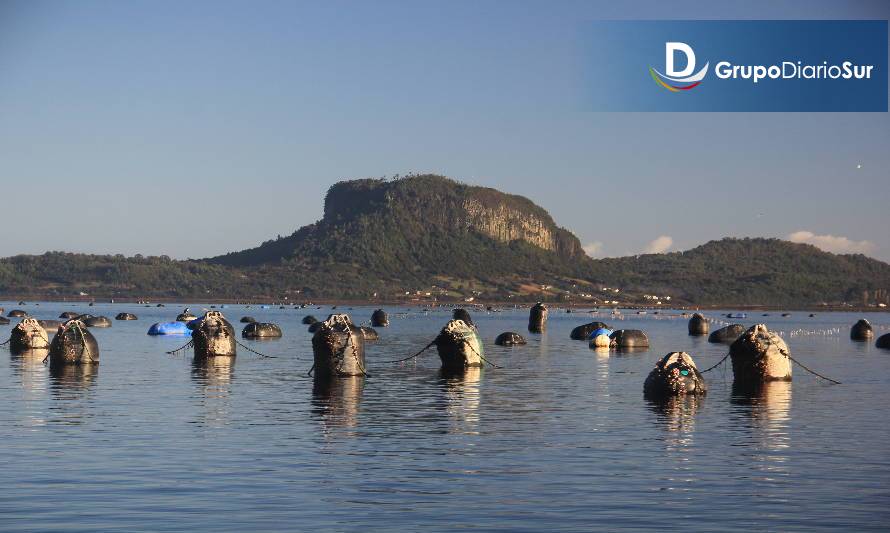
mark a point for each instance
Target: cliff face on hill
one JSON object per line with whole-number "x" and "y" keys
{"x": 381, "y": 213}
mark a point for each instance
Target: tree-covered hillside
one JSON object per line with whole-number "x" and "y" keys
{"x": 431, "y": 236}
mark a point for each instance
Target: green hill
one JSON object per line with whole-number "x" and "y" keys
{"x": 431, "y": 235}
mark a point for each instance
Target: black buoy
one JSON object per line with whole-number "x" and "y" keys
{"x": 462, "y": 314}
{"x": 338, "y": 348}
{"x": 727, "y": 334}
{"x": 379, "y": 319}
{"x": 261, "y": 330}
{"x": 97, "y": 322}
{"x": 674, "y": 374}
{"x": 582, "y": 332}
{"x": 537, "y": 318}
{"x": 628, "y": 339}
{"x": 509, "y": 338}
{"x": 862, "y": 331}
{"x": 698, "y": 325}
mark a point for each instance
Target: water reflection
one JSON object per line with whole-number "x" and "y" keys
{"x": 214, "y": 377}
{"x": 213, "y": 372}
{"x": 29, "y": 367}
{"x": 767, "y": 406}
{"x": 72, "y": 381}
{"x": 336, "y": 401}
{"x": 462, "y": 399}
{"x": 70, "y": 388}
{"x": 676, "y": 416}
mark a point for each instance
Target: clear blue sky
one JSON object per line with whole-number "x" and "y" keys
{"x": 197, "y": 128}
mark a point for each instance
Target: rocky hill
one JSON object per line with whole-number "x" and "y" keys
{"x": 432, "y": 237}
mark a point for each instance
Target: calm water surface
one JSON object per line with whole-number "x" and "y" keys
{"x": 559, "y": 439}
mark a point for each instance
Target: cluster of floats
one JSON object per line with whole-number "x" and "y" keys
{"x": 756, "y": 353}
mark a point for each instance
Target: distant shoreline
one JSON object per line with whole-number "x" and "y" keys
{"x": 575, "y": 307}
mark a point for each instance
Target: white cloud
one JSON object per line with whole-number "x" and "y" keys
{"x": 832, "y": 243}
{"x": 660, "y": 245}
{"x": 593, "y": 249}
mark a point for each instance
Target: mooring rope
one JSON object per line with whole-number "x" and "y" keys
{"x": 189, "y": 344}
{"x": 814, "y": 372}
{"x": 715, "y": 366}
{"x": 425, "y": 348}
{"x": 254, "y": 351}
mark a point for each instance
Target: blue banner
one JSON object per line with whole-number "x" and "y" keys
{"x": 774, "y": 65}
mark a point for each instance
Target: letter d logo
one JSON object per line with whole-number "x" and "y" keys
{"x": 670, "y": 50}
{"x": 684, "y": 76}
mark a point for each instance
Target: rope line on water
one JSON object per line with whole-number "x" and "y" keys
{"x": 715, "y": 366}
{"x": 254, "y": 351}
{"x": 425, "y": 348}
{"x": 189, "y": 344}
{"x": 814, "y": 372}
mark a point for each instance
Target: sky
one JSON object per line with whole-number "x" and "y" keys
{"x": 196, "y": 128}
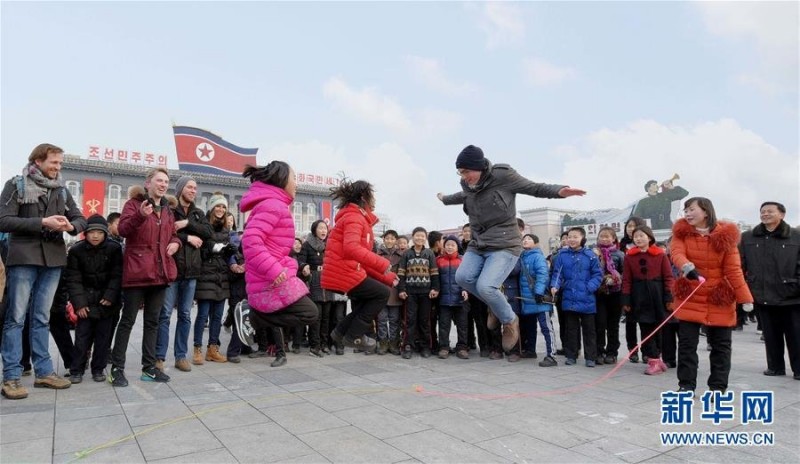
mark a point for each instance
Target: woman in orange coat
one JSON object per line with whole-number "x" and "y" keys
{"x": 704, "y": 247}
{"x": 351, "y": 267}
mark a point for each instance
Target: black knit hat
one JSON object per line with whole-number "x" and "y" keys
{"x": 471, "y": 157}
{"x": 96, "y": 222}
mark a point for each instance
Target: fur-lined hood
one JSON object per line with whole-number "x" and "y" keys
{"x": 725, "y": 236}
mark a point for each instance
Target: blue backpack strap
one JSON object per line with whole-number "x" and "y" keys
{"x": 20, "y": 181}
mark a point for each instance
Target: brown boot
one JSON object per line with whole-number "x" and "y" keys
{"x": 213, "y": 354}
{"x": 511, "y": 334}
{"x": 197, "y": 358}
{"x": 13, "y": 390}
{"x": 491, "y": 321}
{"x": 183, "y": 365}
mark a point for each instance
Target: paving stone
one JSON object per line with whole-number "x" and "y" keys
{"x": 462, "y": 426}
{"x": 611, "y": 449}
{"x": 333, "y": 399}
{"x": 285, "y": 376}
{"x": 380, "y": 422}
{"x": 228, "y": 415}
{"x": 26, "y": 426}
{"x": 155, "y": 412}
{"x": 172, "y": 439}
{"x": 520, "y": 448}
{"x": 349, "y": 444}
{"x": 33, "y": 450}
{"x": 436, "y": 446}
{"x": 216, "y": 456}
{"x": 267, "y": 442}
{"x": 80, "y": 435}
{"x": 303, "y": 418}
{"x": 127, "y": 452}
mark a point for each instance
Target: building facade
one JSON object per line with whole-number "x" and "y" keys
{"x": 85, "y": 179}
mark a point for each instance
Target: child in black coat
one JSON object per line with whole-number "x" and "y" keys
{"x": 94, "y": 279}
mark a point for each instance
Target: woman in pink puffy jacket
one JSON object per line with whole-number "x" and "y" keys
{"x": 277, "y": 297}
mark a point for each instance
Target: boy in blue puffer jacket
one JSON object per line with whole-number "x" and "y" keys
{"x": 451, "y": 301}
{"x": 533, "y": 280}
{"x": 577, "y": 271}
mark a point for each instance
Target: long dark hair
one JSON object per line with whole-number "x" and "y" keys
{"x": 275, "y": 173}
{"x": 358, "y": 192}
{"x": 706, "y": 205}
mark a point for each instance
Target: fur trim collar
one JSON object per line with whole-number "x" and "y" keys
{"x": 783, "y": 229}
{"x": 724, "y": 237}
{"x": 651, "y": 250}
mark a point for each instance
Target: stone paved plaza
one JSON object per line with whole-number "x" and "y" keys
{"x": 357, "y": 408}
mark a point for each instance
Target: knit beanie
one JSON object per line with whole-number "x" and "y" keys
{"x": 471, "y": 157}
{"x": 96, "y": 222}
{"x": 217, "y": 199}
{"x": 179, "y": 186}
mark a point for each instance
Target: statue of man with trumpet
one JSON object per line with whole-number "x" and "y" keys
{"x": 657, "y": 206}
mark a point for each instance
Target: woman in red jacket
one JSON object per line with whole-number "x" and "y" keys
{"x": 702, "y": 246}
{"x": 352, "y": 268}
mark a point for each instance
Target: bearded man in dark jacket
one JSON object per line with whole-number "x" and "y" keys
{"x": 771, "y": 265}
{"x": 36, "y": 209}
{"x": 193, "y": 230}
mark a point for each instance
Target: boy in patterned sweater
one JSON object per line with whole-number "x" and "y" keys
{"x": 419, "y": 284}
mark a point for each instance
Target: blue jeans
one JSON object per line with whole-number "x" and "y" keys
{"x": 180, "y": 292}
{"x": 481, "y": 273}
{"x": 30, "y": 288}
{"x": 204, "y": 307}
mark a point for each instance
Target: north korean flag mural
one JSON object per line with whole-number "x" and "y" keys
{"x": 202, "y": 151}
{"x": 94, "y": 194}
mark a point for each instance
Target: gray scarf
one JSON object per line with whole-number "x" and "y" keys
{"x": 36, "y": 184}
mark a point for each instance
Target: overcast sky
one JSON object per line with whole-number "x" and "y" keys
{"x": 602, "y": 96}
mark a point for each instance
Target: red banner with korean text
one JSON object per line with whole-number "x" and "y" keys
{"x": 94, "y": 197}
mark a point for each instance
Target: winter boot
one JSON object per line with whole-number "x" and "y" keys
{"x": 213, "y": 354}
{"x": 383, "y": 347}
{"x": 654, "y": 366}
{"x": 197, "y": 358}
{"x": 394, "y": 346}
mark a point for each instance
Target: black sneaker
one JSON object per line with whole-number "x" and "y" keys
{"x": 548, "y": 361}
{"x": 117, "y": 377}
{"x": 241, "y": 317}
{"x": 152, "y": 374}
{"x": 366, "y": 344}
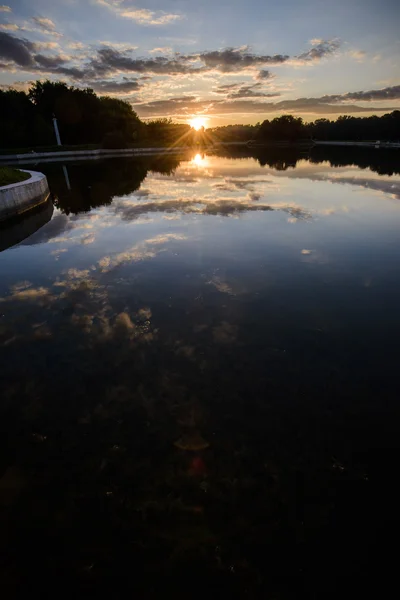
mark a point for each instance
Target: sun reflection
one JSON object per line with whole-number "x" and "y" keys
{"x": 198, "y": 122}
{"x": 200, "y": 160}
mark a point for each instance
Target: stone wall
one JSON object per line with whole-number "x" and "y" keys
{"x": 17, "y": 198}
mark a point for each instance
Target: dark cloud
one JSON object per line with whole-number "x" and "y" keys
{"x": 114, "y": 87}
{"x": 218, "y": 206}
{"x": 189, "y": 105}
{"x": 389, "y": 93}
{"x": 16, "y": 50}
{"x": 223, "y": 89}
{"x": 264, "y": 74}
{"x": 57, "y": 226}
{"x": 320, "y": 49}
{"x": 250, "y": 91}
{"x": 21, "y": 52}
{"x": 236, "y": 59}
{"x": 109, "y": 60}
{"x": 50, "y": 62}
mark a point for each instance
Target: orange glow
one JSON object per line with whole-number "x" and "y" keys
{"x": 198, "y": 122}
{"x": 200, "y": 161}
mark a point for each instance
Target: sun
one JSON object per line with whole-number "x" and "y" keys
{"x": 198, "y": 122}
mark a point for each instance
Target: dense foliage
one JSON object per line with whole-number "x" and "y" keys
{"x": 291, "y": 129}
{"x": 85, "y": 118}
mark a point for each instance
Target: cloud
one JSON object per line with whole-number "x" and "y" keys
{"x": 320, "y": 49}
{"x": 126, "y": 86}
{"x": 9, "y": 27}
{"x": 16, "y": 50}
{"x": 264, "y": 74}
{"x": 163, "y": 50}
{"x": 241, "y": 90}
{"x": 236, "y": 59}
{"x": 142, "y": 16}
{"x": 251, "y": 91}
{"x": 130, "y": 211}
{"x": 46, "y": 25}
{"x": 141, "y": 251}
{"x": 186, "y": 105}
{"x": 21, "y": 52}
{"x": 358, "y": 55}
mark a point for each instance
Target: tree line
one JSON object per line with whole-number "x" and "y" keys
{"x": 292, "y": 129}
{"x": 85, "y": 119}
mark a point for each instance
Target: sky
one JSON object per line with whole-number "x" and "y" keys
{"x": 223, "y": 61}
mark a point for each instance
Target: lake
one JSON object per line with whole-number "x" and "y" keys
{"x": 199, "y": 375}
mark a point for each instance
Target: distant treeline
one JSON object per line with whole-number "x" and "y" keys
{"x": 26, "y": 120}
{"x": 85, "y": 118}
{"x": 293, "y": 129}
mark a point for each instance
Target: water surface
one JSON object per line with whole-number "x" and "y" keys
{"x": 199, "y": 362}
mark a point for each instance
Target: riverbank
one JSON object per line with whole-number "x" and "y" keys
{"x": 76, "y": 154}
{"x": 9, "y": 176}
{"x": 17, "y": 198}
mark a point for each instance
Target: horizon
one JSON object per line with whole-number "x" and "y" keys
{"x": 203, "y": 65}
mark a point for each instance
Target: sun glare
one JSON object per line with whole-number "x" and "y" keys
{"x": 198, "y": 122}
{"x": 200, "y": 161}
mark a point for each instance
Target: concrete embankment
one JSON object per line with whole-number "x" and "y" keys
{"x": 64, "y": 155}
{"x": 17, "y": 198}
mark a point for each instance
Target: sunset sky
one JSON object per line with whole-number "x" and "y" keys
{"x": 229, "y": 61}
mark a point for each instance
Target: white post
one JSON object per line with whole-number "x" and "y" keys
{"x": 56, "y": 131}
{"x": 66, "y": 177}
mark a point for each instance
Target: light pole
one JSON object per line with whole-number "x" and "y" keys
{"x": 56, "y": 130}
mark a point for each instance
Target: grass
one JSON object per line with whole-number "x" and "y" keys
{"x": 8, "y": 175}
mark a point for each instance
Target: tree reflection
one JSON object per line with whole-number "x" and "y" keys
{"x": 96, "y": 183}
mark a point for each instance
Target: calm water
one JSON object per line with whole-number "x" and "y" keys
{"x": 199, "y": 376}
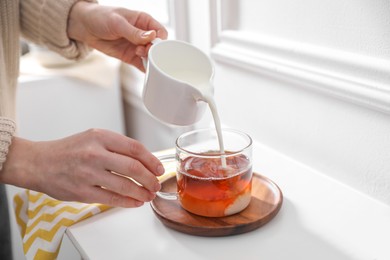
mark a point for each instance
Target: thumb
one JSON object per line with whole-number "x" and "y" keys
{"x": 132, "y": 33}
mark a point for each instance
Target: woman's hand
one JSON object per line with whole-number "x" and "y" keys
{"x": 117, "y": 32}
{"x": 92, "y": 166}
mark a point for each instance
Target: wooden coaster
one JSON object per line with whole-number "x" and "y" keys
{"x": 266, "y": 201}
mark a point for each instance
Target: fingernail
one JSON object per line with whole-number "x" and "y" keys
{"x": 157, "y": 186}
{"x": 160, "y": 170}
{"x": 146, "y": 34}
{"x": 139, "y": 203}
{"x": 139, "y": 53}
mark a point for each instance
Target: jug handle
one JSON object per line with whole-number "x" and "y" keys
{"x": 144, "y": 59}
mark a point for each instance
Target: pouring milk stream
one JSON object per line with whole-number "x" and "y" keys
{"x": 178, "y": 85}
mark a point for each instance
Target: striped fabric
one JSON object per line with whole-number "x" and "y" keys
{"x": 43, "y": 220}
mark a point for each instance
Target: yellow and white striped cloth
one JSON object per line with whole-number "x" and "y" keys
{"x": 43, "y": 221}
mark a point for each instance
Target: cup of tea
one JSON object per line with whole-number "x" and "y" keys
{"x": 206, "y": 186}
{"x": 176, "y": 74}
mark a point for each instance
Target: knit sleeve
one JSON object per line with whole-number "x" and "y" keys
{"x": 7, "y": 131}
{"x": 45, "y": 23}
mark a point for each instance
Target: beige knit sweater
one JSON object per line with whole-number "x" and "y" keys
{"x": 40, "y": 21}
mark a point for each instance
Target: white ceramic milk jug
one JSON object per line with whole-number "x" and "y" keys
{"x": 178, "y": 75}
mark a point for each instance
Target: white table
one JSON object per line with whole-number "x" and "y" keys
{"x": 319, "y": 219}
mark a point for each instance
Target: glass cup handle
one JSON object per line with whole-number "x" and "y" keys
{"x": 165, "y": 159}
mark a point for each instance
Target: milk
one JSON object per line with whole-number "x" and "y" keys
{"x": 202, "y": 84}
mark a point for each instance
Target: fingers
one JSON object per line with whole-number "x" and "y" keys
{"x": 125, "y": 187}
{"x": 145, "y": 29}
{"x": 132, "y": 168}
{"x": 123, "y": 145}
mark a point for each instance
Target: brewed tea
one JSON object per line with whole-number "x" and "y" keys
{"x": 208, "y": 188}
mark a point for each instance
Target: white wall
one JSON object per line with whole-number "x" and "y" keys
{"x": 310, "y": 79}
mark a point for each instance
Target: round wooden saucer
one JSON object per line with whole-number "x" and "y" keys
{"x": 266, "y": 201}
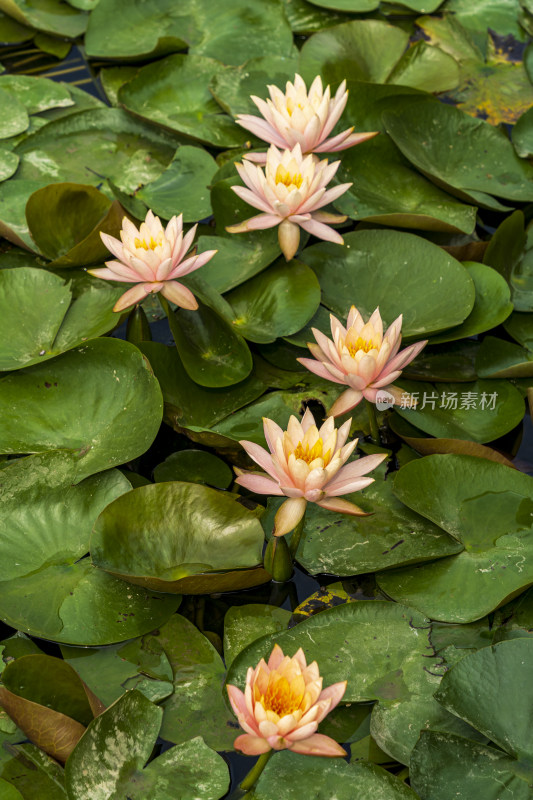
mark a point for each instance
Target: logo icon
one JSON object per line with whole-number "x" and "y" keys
{"x": 384, "y": 400}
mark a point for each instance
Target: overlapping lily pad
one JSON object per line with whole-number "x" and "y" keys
{"x": 485, "y": 506}
{"x": 429, "y": 287}
{"x": 133, "y": 723}
{"x": 174, "y": 93}
{"x": 176, "y": 537}
{"x": 113, "y": 411}
{"x": 342, "y": 545}
{"x": 46, "y": 524}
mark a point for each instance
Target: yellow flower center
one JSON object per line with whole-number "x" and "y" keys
{"x": 309, "y": 454}
{"x": 362, "y": 344}
{"x": 151, "y": 245}
{"x": 290, "y": 181}
{"x": 280, "y": 698}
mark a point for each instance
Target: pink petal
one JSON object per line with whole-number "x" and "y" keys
{"x": 318, "y": 745}
{"x": 251, "y": 745}
{"x": 260, "y": 456}
{"x": 178, "y": 294}
{"x": 335, "y": 693}
{"x": 132, "y": 296}
{"x": 260, "y": 484}
{"x": 322, "y": 231}
{"x": 289, "y": 515}
{"x": 319, "y": 369}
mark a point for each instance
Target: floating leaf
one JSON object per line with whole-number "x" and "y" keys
{"x": 366, "y": 50}
{"x": 278, "y": 302}
{"x": 491, "y": 306}
{"x": 445, "y": 144}
{"x": 65, "y": 221}
{"x": 494, "y": 526}
{"x": 157, "y": 93}
{"x": 480, "y": 411}
{"x": 52, "y": 520}
{"x": 197, "y": 703}
{"x": 209, "y": 535}
{"x": 183, "y": 186}
{"x": 109, "y": 416}
{"x": 132, "y": 724}
{"x": 431, "y": 289}
{"x": 342, "y": 545}
{"x": 195, "y": 466}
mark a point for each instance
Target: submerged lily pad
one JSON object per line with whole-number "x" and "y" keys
{"x": 176, "y": 537}
{"x": 485, "y": 506}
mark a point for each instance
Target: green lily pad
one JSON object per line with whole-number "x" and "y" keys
{"x": 8, "y": 163}
{"x": 48, "y": 521}
{"x": 212, "y": 351}
{"x": 210, "y": 533}
{"x": 187, "y": 403}
{"x": 381, "y": 650}
{"x": 325, "y": 779}
{"x": 278, "y": 302}
{"x": 427, "y": 68}
{"x": 197, "y": 704}
{"x": 132, "y": 724}
{"x": 489, "y": 688}
{"x": 110, "y": 671}
{"x": 498, "y": 358}
{"x": 195, "y": 466}
{"x": 65, "y": 220}
{"x": 121, "y": 149}
{"x": 448, "y": 767}
{"x": 37, "y": 94}
{"x": 237, "y": 260}
{"x": 50, "y": 16}
{"x": 233, "y": 87}
{"x": 34, "y": 774}
{"x": 493, "y": 524}
{"x": 364, "y": 50}
{"x": 231, "y": 31}
{"x": 110, "y": 415}
{"x": 387, "y": 190}
{"x": 444, "y": 143}
{"x": 430, "y": 288}
{"x": 244, "y": 624}
{"x": 491, "y": 307}
{"x": 183, "y": 187}
{"x": 341, "y": 545}
{"x": 520, "y": 327}
{"x": 13, "y": 115}
{"x": 174, "y": 93}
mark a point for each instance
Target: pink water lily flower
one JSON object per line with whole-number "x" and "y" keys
{"x": 306, "y": 464}
{"x": 298, "y": 117}
{"x": 152, "y": 258}
{"x": 281, "y": 706}
{"x": 361, "y": 358}
{"x": 289, "y": 193}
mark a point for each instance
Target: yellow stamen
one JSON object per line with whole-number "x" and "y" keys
{"x": 310, "y": 454}
{"x": 151, "y": 245}
{"x": 361, "y": 344}
{"x": 284, "y": 176}
{"x": 280, "y": 698}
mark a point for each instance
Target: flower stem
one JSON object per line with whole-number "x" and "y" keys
{"x": 278, "y": 559}
{"x": 372, "y": 418}
{"x": 296, "y": 536}
{"x": 253, "y": 776}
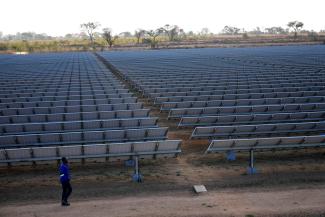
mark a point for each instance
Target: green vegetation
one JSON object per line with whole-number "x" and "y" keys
{"x": 163, "y": 37}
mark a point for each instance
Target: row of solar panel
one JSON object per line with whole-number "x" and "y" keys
{"x": 178, "y": 113}
{"x": 159, "y": 100}
{"x": 111, "y": 152}
{"x": 57, "y": 87}
{"x": 70, "y": 109}
{"x": 248, "y": 91}
{"x": 63, "y": 93}
{"x": 60, "y": 117}
{"x": 171, "y": 87}
{"x": 227, "y": 81}
{"x": 56, "y": 127}
{"x": 258, "y": 130}
{"x": 83, "y": 137}
{"x": 252, "y": 119}
{"x": 154, "y": 92}
{"x": 266, "y": 143}
{"x": 166, "y": 106}
{"x": 107, "y": 97}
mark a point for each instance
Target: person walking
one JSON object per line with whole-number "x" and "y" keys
{"x": 65, "y": 182}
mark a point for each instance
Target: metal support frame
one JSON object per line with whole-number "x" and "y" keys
{"x": 231, "y": 155}
{"x": 137, "y": 177}
{"x": 251, "y": 169}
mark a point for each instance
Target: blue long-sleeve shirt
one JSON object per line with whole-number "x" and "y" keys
{"x": 64, "y": 173}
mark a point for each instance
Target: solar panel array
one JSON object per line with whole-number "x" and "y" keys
{"x": 234, "y": 93}
{"x": 70, "y": 104}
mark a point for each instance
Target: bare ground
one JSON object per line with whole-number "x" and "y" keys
{"x": 288, "y": 183}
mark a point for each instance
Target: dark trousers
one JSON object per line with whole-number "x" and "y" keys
{"x": 66, "y": 191}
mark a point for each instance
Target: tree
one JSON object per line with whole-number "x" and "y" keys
{"x": 153, "y": 34}
{"x": 230, "y": 30}
{"x": 275, "y": 30}
{"x": 256, "y": 31}
{"x": 204, "y": 31}
{"x": 125, "y": 34}
{"x": 90, "y": 28}
{"x": 171, "y": 30}
{"x": 139, "y": 33}
{"x": 108, "y": 36}
{"x": 296, "y": 26}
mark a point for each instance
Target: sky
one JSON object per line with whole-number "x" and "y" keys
{"x": 59, "y": 17}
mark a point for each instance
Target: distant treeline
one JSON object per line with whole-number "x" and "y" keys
{"x": 167, "y": 36}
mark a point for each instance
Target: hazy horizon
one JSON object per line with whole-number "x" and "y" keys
{"x": 58, "y": 18}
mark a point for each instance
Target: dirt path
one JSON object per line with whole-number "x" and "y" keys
{"x": 296, "y": 202}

#####

__Assigned task__
Begin with the first line of the records and repeat every line up to the one with "Target: black buoy", counting that line too. Pictures are not part of the copy.

__Solution to this problem__
mark a point for each instance
Target: cliff face on hill
one JSON object per line with whole-number "x" and "y" keys
{"x": 381, "y": 213}
mark a point for each instance
Target: tree-covered hillside
one JSON object per line with whole-number "x" and "y" keys
{"x": 431, "y": 236}
mark a point for each instance
Target: green hill
one JSON object per line with whole-number "x" and "y" keys
{"x": 431, "y": 235}
mark a point for each instance
Target: black buoy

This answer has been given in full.